Description of the task
Copy out each line below exactly as it appears.

** Begin Data in this exercise **

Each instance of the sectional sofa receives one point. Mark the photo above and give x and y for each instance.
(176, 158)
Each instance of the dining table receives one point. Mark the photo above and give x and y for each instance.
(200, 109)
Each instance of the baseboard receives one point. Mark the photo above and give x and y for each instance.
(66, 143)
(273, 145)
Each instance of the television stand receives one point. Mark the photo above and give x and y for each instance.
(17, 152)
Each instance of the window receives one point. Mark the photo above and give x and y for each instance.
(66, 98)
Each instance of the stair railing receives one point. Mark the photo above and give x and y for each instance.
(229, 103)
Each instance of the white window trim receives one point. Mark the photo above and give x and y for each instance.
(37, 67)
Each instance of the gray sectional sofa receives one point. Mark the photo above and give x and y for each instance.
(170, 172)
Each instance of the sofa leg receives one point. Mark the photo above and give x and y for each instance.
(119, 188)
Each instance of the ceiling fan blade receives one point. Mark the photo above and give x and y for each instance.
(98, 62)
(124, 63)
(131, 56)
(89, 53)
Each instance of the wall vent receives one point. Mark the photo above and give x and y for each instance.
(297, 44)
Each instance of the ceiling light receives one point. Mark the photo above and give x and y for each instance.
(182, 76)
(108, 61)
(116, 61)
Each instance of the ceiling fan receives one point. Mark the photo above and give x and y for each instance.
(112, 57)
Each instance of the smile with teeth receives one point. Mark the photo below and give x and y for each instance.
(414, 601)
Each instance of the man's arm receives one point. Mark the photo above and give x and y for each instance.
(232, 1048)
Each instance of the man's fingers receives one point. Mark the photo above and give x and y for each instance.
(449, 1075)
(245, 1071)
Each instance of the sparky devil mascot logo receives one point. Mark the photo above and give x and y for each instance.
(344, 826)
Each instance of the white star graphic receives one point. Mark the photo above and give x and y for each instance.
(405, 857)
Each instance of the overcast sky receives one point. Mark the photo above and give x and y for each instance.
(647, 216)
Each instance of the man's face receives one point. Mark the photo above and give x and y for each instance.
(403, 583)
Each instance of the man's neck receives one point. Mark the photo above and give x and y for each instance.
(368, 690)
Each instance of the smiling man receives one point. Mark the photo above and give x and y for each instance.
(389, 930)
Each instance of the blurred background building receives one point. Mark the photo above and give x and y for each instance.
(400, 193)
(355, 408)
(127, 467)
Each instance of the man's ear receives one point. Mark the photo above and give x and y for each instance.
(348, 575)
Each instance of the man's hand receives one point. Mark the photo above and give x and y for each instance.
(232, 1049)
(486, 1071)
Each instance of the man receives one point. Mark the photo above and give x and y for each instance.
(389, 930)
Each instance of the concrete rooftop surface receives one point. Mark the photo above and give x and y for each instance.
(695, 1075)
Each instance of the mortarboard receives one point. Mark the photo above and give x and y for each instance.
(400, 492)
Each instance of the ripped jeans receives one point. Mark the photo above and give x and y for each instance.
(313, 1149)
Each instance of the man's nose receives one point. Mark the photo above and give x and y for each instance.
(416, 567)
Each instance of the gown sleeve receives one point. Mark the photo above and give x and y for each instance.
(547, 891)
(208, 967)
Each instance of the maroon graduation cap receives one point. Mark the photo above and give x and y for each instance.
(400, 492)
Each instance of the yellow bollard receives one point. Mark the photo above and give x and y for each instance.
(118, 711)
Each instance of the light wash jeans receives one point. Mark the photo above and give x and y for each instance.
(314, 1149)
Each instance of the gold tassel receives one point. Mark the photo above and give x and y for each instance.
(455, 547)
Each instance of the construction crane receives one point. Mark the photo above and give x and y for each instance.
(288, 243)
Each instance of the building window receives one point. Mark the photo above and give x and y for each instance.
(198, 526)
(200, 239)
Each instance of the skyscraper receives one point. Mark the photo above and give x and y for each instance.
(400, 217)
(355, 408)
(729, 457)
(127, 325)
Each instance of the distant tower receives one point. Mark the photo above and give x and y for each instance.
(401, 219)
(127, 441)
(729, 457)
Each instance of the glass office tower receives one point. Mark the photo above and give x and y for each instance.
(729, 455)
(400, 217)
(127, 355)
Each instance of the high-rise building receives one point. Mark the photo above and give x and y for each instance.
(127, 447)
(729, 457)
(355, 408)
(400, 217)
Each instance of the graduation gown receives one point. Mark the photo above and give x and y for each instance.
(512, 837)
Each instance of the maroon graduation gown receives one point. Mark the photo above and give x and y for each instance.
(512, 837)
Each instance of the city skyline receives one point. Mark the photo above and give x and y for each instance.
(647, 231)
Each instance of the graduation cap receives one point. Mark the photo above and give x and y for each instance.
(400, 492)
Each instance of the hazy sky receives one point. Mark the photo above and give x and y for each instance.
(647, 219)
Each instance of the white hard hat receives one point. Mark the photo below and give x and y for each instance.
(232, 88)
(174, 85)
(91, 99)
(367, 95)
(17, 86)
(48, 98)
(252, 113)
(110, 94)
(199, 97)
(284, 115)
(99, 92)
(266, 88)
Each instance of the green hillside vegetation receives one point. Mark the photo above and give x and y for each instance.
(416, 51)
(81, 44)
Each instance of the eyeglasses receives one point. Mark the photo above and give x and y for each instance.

** End Data in this exercise **

Result of this task
Each instance of the sectional sofa receives one point. Mark the photo above and give x and y for each instance.
(176, 158)
Each instance of the dining table receives one point. Mark the photo above and give x and y for each instance.
(200, 109)
Each instance of the baseboard receives one point. Mark the photo above and give x and y for each instance.
(66, 143)
(273, 145)
Each instance of the television stand receives one point. Mark the photo above and give x and y for each instance.
(17, 152)
Each instance of the window receives one point. Mark the photo above and give x and y for each instance.
(66, 98)
Each instance of the stair railing receives one point. Mark the photo above and give x and y for each instance.
(229, 103)
Each instance of the white window trim receives one point. Mark the photo above and give x and y for each instance.
(37, 67)
Each instance of the gray sectional sofa receives one point. Mark the photo above and give x and y for each instance.
(170, 172)
Each instance of the sofa leg receives one point. Mark the photo above and give x and y for each instance.
(119, 188)
Each instance of the ceiling fan blade receives one point. Mark the photo above and give x and y for each instance.
(98, 62)
(124, 63)
(131, 56)
(89, 53)
Each instance of the wall vent receives one point. Mark the photo above and give x and y for each instance.
(297, 44)
Each instance of the ceiling light receives one point. Mark the photo above and give x and y for each instance.
(182, 76)
(108, 61)
(116, 61)
Each instance of the ceiling fan receives one point. Mark the photo above and give x and y for each instance.
(112, 57)
Each instance of the smile with teeth receives one point. Mark the photo below and give x and y for each instance.
(414, 601)
Each instance of the man's arm receives one point. Mark the photo above and give x and y for each instance.
(232, 1048)
Each instance of the man's fingers receives one point. Mark the photo above and give x and y for each instance.
(449, 1075)
(245, 1071)
Each instance of the sparky devil mascot logo receives one point. Mark the photo above and give x and y for each instance.
(344, 826)
Each instance of the white star graphic receives one point. Mark the photo above and give x and y for each instance.
(405, 857)
Each instance of the overcast sky receives one point. Mark the photo above and give x and y for each instance.
(647, 216)
Each instance of the man's face receives one point. Mark the photo above and give x and y for each instance.
(403, 583)
Each instance of the man's neck receives one point. Mark the photo above and give x and y for each instance.
(368, 690)
Each instance of the smiling man receives one point. Mark the photo above and give x and y for each instance.
(389, 930)
Each instance of the blurred background building receives one point. Mark the photo above and give x and y for each instance.
(400, 193)
(355, 408)
(127, 467)
Each instance of the man's ear receives one point. Mark the photo above and give x and y for each instance.
(348, 575)
Each instance of the man's hand receives one point. Mark the photo above and give x and y for each instance.
(232, 1049)
(486, 1071)
Each instance of the man receives one point. Mark the photo above and give x and y for each instance.
(389, 930)
Each instance of the concrete rooftop surface receives one point. Mark the photo above and give x and y for each instance.
(695, 1075)
Each instance of the mortarboard receives one point. Mark the photo above and give x and y for each instance.
(400, 492)
Each instance of the ripped jeans receives one point. Mark the photo above and give x and y for each instance.
(313, 1149)
Each instance of the man's nose receives one point. Mark the photo above and give x and y for each instance.
(416, 567)
Each instance of the gown sleeve receives one point. Mark the photo above and give x and y for each instance.
(547, 891)
(208, 967)
Each instance of the maroon graduation cap receives one point. Mark the photo above and give x and y for each instance.
(400, 492)
Each instance of the yellow bollard receives one point. Mark the photo above and give x and y for each instance.
(118, 711)
Each instance of the light wash jeans receives one point. Mark the photo above and give x and y for each instance.
(314, 1149)
Each instance of the gold tassel receives one point. Mark the photo above and give x and y for each instance.
(455, 547)
Each instance of the construction crane receives one point. Mark the photo above and give x and y for each instance.
(288, 243)
Each instance of the building window receives one point. Mark the photo above and give x and y for each instance.
(198, 526)
(200, 239)
Each instance of the skyscraper receives one point. Mark the photo above and give x and y for each instance.
(400, 217)
(355, 408)
(729, 457)
(127, 325)
Each instance of the distant tower receives one point. Mark the photo above and give x and y for each instance.
(401, 219)
(127, 441)
(729, 457)
Each instance of the glass office tower receives one point. Mark the photo above and give x and y for each instance.
(729, 455)
(400, 217)
(127, 355)
Each instance of the high-rise building receives one point. Mark the photo above and give x and y for each instance.
(127, 447)
(729, 457)
(355, 408)
(400, 217)
Each instance of the graduation gown receives one point. Mark the photo above and give x and y for each instance.
(512, 837)
Each instance of the maroon graduation gown receives one point. Mark the photo above and give x and y for each instance.
(512, 837)
Each instance of the city skyline receives one point. Mark the photo above and give x and y for each instance.
(647, 231)
Each instance of the graduation cap receives one point. Mark the photo above and give x and y for each instance.
(400, 492)
Each instance of the hazy sky receives one point. Mark the photo above and give x and y for each instance.
(647, 219)
Each instance of the white hard hat receives one point. Mark the photo below and give x and y for each instance.
(232, 88)
(174, 85)
(91, 99)
(367, 95)
(17, 86)
(48, 98)
(252, 113)
(110, 94)
(199, 97)
(284, 115)
(99, 92)
(266, 88)
Each instance of the green hillside vegetation receives one point. Mark the photo above and give x and y for each instance.
(416, 51)
(81, 44)
Each instance of the eyeglasses receives one point. Mark the photo above and give x and y for each instance.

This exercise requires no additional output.